If a line below contains the string "positive", copy it out.

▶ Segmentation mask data
[Start of section]

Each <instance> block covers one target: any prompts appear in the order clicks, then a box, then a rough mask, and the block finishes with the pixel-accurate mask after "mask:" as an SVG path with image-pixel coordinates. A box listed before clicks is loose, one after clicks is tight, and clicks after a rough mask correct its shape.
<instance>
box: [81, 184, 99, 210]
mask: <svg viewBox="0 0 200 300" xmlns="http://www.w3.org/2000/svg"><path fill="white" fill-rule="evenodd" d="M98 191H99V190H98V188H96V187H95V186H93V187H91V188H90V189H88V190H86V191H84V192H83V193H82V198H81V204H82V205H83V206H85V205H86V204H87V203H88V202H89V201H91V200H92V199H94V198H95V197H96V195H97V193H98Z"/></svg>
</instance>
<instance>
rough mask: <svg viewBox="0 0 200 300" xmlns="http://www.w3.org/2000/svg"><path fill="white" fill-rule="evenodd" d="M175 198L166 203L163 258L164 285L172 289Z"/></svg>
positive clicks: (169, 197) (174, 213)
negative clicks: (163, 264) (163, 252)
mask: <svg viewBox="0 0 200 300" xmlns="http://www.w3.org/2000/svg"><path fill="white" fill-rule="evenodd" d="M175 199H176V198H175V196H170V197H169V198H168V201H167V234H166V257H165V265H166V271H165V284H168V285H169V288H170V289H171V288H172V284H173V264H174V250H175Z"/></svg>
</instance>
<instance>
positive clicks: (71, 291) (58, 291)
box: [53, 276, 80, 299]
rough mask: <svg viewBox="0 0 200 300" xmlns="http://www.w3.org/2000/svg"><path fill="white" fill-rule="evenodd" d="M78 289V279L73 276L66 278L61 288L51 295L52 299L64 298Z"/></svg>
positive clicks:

[End of section]

▶ Final answer
positive clicks: (169, 197) (174, 213)
positive clicks: (71, 291) (58, 291)
positive clicks:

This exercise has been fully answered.